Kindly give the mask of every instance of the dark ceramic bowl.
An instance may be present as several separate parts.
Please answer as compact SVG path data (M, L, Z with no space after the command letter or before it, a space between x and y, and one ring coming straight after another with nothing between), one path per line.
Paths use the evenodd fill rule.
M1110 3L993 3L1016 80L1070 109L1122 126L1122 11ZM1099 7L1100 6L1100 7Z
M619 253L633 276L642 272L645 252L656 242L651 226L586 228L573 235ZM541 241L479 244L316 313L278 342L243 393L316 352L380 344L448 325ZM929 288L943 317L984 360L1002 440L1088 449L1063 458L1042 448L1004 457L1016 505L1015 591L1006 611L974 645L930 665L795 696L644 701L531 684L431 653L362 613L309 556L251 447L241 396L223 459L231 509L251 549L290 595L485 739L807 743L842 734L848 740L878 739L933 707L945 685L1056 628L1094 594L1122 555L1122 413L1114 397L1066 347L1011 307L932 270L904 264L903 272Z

........

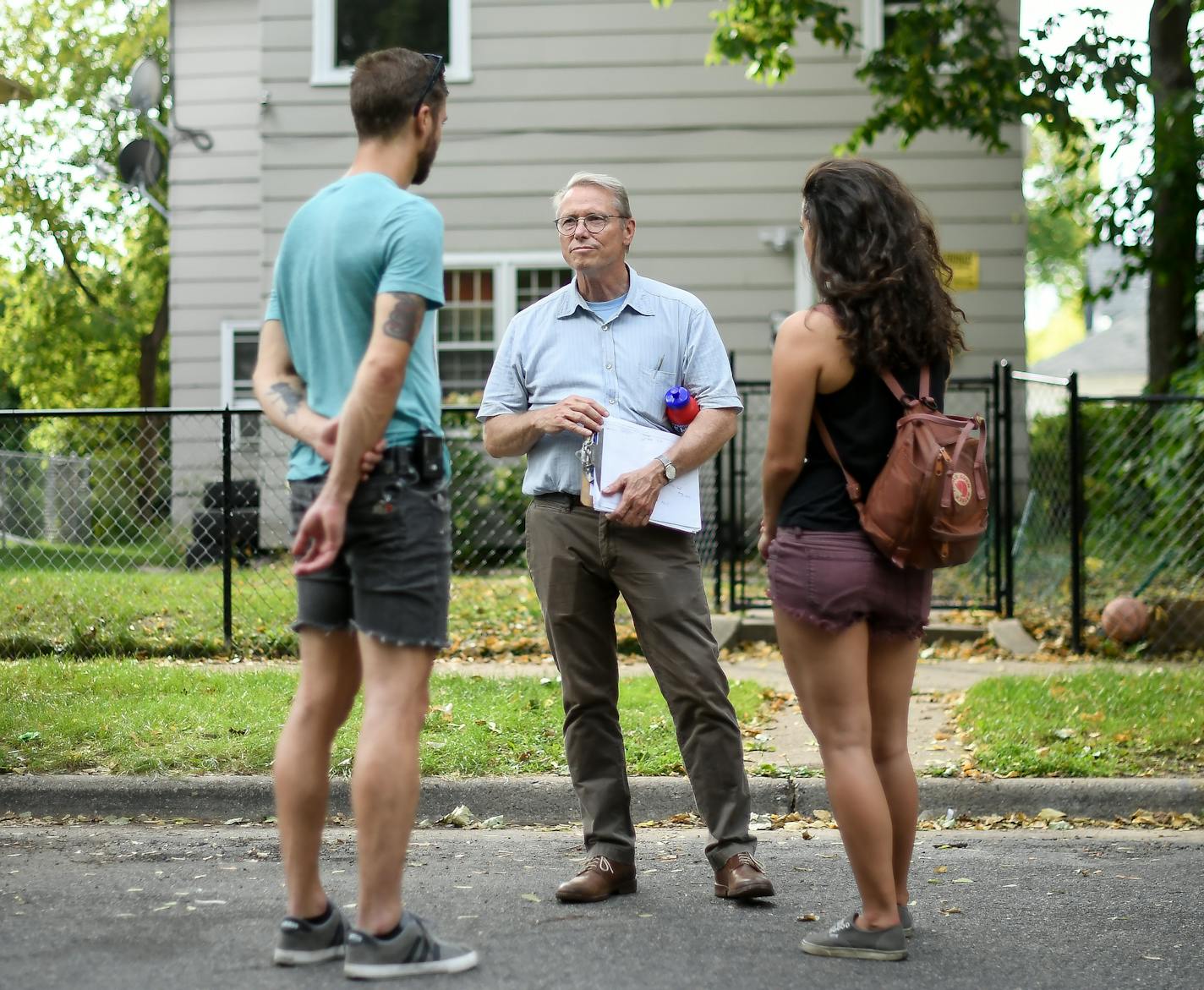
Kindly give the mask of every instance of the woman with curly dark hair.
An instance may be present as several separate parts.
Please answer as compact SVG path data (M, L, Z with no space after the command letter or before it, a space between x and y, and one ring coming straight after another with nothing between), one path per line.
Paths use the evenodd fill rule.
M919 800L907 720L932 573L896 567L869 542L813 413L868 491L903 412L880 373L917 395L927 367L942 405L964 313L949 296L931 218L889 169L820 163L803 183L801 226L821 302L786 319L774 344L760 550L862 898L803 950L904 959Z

........

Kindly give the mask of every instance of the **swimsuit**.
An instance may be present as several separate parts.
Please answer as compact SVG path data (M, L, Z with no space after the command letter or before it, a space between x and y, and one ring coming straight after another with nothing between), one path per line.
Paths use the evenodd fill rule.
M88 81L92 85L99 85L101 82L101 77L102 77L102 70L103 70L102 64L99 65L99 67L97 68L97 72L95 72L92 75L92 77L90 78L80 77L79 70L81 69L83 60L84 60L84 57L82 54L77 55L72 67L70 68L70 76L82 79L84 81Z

........

DIRECTIONS. Copy each line of the data above that contains the string "Kindly", treating uppercase and lowercase as different.

THE RESULT.
Kindly give the mask of every instance of the dark ceramic bowl.
Kindly give the mask of every instance of the woman with curly dark hair.
Kindly give the mask of every instance of the **swimsuit**.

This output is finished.